## Work to be completed
Render every line of the items below as a JSON list of strings, one string per line, with blank lines and the pictures left out.

## Extracted data
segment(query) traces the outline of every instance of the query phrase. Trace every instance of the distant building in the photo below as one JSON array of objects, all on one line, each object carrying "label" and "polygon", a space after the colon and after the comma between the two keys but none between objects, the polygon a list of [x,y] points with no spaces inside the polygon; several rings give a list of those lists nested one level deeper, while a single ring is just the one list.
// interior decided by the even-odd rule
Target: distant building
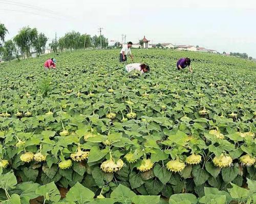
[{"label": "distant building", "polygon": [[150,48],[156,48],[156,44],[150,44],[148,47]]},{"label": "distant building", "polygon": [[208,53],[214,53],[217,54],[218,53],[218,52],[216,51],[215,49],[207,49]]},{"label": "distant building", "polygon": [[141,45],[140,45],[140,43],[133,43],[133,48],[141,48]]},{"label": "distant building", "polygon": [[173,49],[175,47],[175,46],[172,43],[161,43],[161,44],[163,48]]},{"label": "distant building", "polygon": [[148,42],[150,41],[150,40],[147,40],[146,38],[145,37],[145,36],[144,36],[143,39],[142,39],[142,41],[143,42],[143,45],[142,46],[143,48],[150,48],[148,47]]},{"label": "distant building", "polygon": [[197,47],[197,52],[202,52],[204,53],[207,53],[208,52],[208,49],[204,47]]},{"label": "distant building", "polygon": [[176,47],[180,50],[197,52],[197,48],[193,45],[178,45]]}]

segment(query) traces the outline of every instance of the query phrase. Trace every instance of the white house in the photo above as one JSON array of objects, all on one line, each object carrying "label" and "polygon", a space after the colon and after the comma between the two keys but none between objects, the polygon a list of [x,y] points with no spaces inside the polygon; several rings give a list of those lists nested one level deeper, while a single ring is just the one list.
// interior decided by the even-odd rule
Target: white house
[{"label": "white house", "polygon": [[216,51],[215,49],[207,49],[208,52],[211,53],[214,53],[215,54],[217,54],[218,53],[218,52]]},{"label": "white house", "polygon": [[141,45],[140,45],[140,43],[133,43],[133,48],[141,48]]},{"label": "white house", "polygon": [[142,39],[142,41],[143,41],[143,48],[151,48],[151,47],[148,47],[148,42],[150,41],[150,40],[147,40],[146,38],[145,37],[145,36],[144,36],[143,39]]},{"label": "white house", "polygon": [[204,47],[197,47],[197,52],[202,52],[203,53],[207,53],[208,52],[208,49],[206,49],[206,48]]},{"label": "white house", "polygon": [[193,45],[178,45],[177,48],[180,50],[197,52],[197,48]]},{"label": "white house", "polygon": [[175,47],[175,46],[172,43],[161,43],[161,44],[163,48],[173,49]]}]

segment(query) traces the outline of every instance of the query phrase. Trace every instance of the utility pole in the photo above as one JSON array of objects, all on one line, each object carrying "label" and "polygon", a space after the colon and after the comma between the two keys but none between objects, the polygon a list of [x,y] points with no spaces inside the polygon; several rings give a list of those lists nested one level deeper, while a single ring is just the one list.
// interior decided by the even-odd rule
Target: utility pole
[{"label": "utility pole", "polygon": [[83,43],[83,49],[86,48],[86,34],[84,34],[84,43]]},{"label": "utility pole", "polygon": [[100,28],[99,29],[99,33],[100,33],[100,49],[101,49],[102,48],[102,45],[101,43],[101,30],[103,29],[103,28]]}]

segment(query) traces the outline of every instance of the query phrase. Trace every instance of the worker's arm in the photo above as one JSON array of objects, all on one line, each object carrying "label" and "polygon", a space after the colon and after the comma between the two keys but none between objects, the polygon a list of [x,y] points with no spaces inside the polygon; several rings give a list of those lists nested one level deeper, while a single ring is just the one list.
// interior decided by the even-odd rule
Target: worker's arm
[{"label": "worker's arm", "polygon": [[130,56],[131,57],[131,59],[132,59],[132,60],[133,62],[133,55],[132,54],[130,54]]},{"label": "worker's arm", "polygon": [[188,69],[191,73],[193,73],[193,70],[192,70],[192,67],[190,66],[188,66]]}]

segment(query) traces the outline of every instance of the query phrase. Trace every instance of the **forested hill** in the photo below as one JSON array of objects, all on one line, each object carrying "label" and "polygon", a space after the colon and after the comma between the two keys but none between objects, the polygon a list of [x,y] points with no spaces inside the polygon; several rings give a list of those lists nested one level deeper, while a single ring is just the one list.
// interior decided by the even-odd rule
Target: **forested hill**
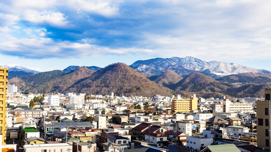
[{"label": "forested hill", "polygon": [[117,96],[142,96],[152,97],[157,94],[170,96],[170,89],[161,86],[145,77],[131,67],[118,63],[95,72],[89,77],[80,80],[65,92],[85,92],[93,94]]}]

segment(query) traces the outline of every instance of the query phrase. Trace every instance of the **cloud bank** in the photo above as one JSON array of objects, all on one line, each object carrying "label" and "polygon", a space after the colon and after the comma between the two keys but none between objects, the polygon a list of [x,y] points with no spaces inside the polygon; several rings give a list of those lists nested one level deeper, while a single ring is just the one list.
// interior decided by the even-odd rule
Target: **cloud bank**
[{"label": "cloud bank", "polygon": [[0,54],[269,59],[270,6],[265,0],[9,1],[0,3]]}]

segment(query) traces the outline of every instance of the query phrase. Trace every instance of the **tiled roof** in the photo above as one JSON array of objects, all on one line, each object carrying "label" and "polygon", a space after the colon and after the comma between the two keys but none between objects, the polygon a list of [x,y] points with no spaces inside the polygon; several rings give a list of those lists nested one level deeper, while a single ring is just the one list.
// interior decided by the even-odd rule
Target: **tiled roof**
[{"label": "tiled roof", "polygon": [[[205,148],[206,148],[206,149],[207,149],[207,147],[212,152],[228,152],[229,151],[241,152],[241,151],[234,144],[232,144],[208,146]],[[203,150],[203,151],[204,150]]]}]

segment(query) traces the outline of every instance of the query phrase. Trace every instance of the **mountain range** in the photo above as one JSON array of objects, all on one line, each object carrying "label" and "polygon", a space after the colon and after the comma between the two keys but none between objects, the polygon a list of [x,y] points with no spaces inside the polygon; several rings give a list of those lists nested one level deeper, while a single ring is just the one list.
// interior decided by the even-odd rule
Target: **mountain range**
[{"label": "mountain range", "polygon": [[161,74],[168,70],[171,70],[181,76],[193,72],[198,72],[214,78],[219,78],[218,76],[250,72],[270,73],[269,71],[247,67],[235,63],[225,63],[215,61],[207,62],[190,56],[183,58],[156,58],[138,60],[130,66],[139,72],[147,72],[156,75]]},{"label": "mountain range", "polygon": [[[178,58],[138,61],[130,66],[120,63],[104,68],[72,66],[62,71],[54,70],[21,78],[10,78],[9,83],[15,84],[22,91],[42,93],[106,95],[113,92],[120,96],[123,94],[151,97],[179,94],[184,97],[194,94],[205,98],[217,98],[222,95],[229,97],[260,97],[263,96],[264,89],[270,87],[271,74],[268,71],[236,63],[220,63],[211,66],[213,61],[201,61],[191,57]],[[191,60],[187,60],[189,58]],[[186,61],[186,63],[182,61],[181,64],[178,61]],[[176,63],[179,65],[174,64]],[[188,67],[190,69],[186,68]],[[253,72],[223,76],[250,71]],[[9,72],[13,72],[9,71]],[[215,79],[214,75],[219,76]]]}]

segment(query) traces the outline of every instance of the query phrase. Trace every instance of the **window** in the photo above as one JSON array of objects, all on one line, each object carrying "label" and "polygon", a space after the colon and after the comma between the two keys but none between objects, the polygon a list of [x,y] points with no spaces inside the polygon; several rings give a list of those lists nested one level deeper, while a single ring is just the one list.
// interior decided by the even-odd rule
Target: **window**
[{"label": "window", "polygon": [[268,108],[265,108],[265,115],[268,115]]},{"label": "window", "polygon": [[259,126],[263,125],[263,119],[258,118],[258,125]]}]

## Problem solution
[
  "segment(query) traces the outline of every instance of the query phrase. Trace every instance of the distant building in the photo below as one JSON array of objects, all on one line, each object carrying \"label\" and \"polygon\", a space after the colon and after the comma between the two keys but none between objects, the polygon a list of [x,y] points with no spaces inside the polygon; several rings give a list of those lists nested one level deeper, while a single ring is just the one list.",
  "// interior decided by the even-odd rule",
  "Target: distant building",
  "[{\"label\": \"distant building\", \"polygon\": [[150,48],[156,48],[156,44],[150,44],[148,47]]},{\"label\": \"distant building\", \"polygon\": [[208,53],[214,53],[217,54],[218,53],[218,52],[216,51],[215,49],[207,49]]},{\"label\": \"distant building\", \"polygon\": [[141,45],[140,45],[140,43],[133,43],[133,48],[141,48]]},{\"label\": \"distant building\", \"polygon\": [[173,49],[175,47],[175,46],[172,43],[161,43],[161,44],[163,48]]},{\"label\": \"distant building\", \"polygon\": [[148,42],[150,41],[150,40],[147,40],[146,38],[145,37],[145,36],[144,36],[143,39],[142,39],[142,41],[143,42],[143,45],[142,46],[143,48],[150,48],[148,47]]},{\"label\": \"distant building\", \"polygon\": [[197,47],[197,52],[202,52],[204,53],[207,53],[208,52],[208,49],[204,47]]},{\"label\": \"distant building\", \"polygon\": [[176,47],[180,50],[197,52],[197,48],[193,45],[178,45]]}]",
  "segment(query) traces the outline of every instance of the query phrase. Trace every instance of the white house in the photo above as one JSON array of objects, all on one line, each object carrying \"label\" and \"polygon\", a space after the colon and after the comma between the two keys but none between objects, the polygon a list of [x,y] points with no spaces inside the polygon; several rings give a list of those lists nested one level deeper, while a single ring is just the one list.",
  "// interior decided by the even-odd rule",
  "Target: white house",
  "[{\"label\": \"white house\", \"polygon\": [[216,51],[215,49],[207,49],[208,52],[211,53],[214,53],[215,54],[217,54],[218,53],[218,52]]},{\"label\": \"white house\", \"polygon\": [[141,45],[140,45],[140,43],[133,43],[133,48],[141,48]]},{\"label\": \"white house\", \"polygon\": [[142,39],[142,41],[143,41],[143,48],[151,48],[151,47],[148,47],[148,42],[150,41],[150,40],[147,40],[146,38],[145,37],[145,36],[144,36],[143,39]]},{\"label\": \"white house\", \"polygon\": [[204,47],[197,47],[197,52],[202,52],[203,53],[207,53],[208,52],[208,49],[206,49],[206,48]]},{\"label\": \"white house\", \"polygon\": [[193,45],[178,45],[177,48],[180,50],[197,52],[197,48]]},{\"label\": \"white house\", \"polygon\": [[175,47],[175,46],[172,43],[161,43],[161,44],[163,48],[173,49]]}]",
  "segment(query) traces the outline of every instance of the query phrase. Trace every instance of the utility pole in the photo above as one JSON array of objects, all on one line, each object carrying \"label\" and \"polygon\", a space after the colon and after the comma between the two keys but none between objects, the polygon a list of [x,y] points with no spaces inside the polygon; several rings give a list of those lists nested one level deeper, while a single ring is just the one list.",
  "// interior decided by the even-odd rule",
  "Target: utility pole",
  "[{\"label\": \"utility pole\", \"polygon\": [[83,43],[83,49],[86,48],[86,34],[84,34],[84,43]]},{\"label\": \"utility pole\", \"polygon\": [[100,28],[99,29],[99,33],[100,33],[100,49],[101,49],[102,48],[102,45],[101,43],[101,30],[103,29],[103,28]]}]",
  "segment(query) traces the outline of every instance of the query phrase. Trace every instance of the worker's arm in the photo above as one JSON array of objects, all on one line, each object carrying \"label\" and \"polygon\", a space after the colon and after the comma between the two keys but none between objects, the polygon a list of [x,y] points with no spaces inside the polygon; several rings give a list of those lists nested one level deeper, while a single ring is just the one list.",
  "// interior decided by the even-odd rule",
  "Target: worker's arm",
  "[{\"label\": \"worker's arm\", \"polygon\": [[130,56],[131,57],[131,59],[132,59],[132,60],[133,62],[133,55],[132,54],[130,54]]},{\"label\": \"worker's arm\", \"polygon\": [[188,69],[191,73],[193,73],[193,70],[192,70],[192,67],[190,66],[188,66]]}]",
  "segment(query) traces the outline of every instance of the query phrase. Trace every instance of the **forested hill** in the photo below as one JSON array of objects, all on one line, each object carrying \"label\" and \"polygon\", a space after the colon and after the comma between the two keys but none between objects, the polygon a list of [x,y] points with no spaces inside the polygon; several rings give a list of those lists nested one level deeper, while a single ring is just the one list.",
  "// interior decided by the even-odd rule",
  "Target: **forested hill**",
  "[{\"label\": \"forested hill\", \"polygon\": [[117,96],[142,96],[152,97],[157,94],[170,96],[170,89],[161,86],[145,77],[131,67],[118,63],[95,72],[89,77],[80,80],[65,92],[85,92],[93,94]]}]",
  "segment(query) traces the outline of every instance of the query phrase. Trace every instance of the **cloud bank** in the photo above as one JSON array of objects, all on one line, each object carrying \"label\" and \"polygon\", a space after the colon and after the comma between the two keys but none between objects, the polygon a list of [x,y] points with no spaces inside the polygon; several rings give a list of those lists nested one level deeper, while a single ring is just the one list.",
  "// interior decided by the even-odd rule",
  "Target: **cloud bank**",
  "[{\"label\": \"cloud bank\", \"polygon\": [[0,54],[269,59],[270,6],[265,0],[9,1],[0,3]]}]",
  "segment(query) traces the outline of every instance of the query phrase. Trace every instance of the **tiled roof** in the photo above as one JSON array of objects, all on one line, each object carrying \"label\" and \"polygon\", a space after the colon and after the comma between the two keys but none between objects, the polygon a list of [x,y] points with no spaces inside the polygon; several rings give a list of those lists nested one level deeper, while a single ring is just the one list.",
  "// interior decided by the even-odd rule",
  "Target: **tiled roof**",
  "[{\"label\": \"tiled roof\", \"polygon\": [[[205,148],[206,148],[206,149],[207,149],[207,147],[212,152],[228,152],[229,151],[241,152],[241,151],[234,144],[232,144],[208,146]],[[203,150],[203,151],[204,150]]]}]",
  "segment(query) traces the outline of every instance of the query phrase. Trace every instance of the **mountain range** in the photo above as one JSON array of objects, all on one line, each object carrying \"label\" and \"polygon\", a space after the colon and after the comma between the two keys but none between objects, the polygon a list of [x,y] points with no spaces inside the polygon; several rings give a list of those lists nested one level deeper, while a single ring is just the one list.",
  "// interior decided by the even-odd rule",
  "Target: **mountain range**",
  "[{\"label\": \"mountain range\", \"polygon\": [[161,74],[168,70],[171,70],[181,76],[193,72],[198,72],[214,78],[219,78],[218,76],[250,72],[270,73],[269,71],[247,67],[235,63],[225,63],[215,61],[207,62],[190,56],[183,58],[156,58],[138,60],[130,66],[139,72],[147,72],[156,75]]},{\"label\": \"mountain range\", \"polygon\": [[[178,58],[138,61],[130,66],[120,63],[104,68],[72,66],[62,71],[54,70],[21,78],[10,78],[9,83],[15,84],[22,91],[42,93],[106,95],[113,92],[120,96],[123,94],[151,97],[179,94],[184,97],[194,94],[205,98],[217,98],[222,95],[229,97],[260,97],[263,96],[264,89],[270,87],[271,74],[268,71],[236,63],[220,63],[211,66],[213,61],[201,61],[191,57]],[[191,60],[187,60],[189,58]],[[186,61],[186,63],[182,61],[181,64],[178,61]],[[176,63],[179,65],[174,64]],[[188,67],[190,69],[186,68]],[[253,72],[223,76],[250,71]],[[9,72],[13,72],[9,71]],[[215,79],[214,75],[219,76]]]}]",
  "segment(query) traces the outline of every instance of the query phrase. Trace every instance of the **window** in the photo above as one JSON array of objects, all on one line, each object carrying \"label\" and \"polygon\", a space after the colon and after the comma between the two keys but none between objects, the polygon a list of [x,y] points with no spaces inside the polygon; several rings give a list of those lists nested one level deeper, while a single ring is just the one list.",
  "// interior decided by the even-odd rule",
  "Target: **window**",
  "[{\"label\": \"window\", \"polygon\": [[268,108],[265,108],[265,115],[268,115]]},{\"label\": \"window\", \"polygon\": [[259,126],[263,125],[263,119],[258,118],[258,125]]}]"
]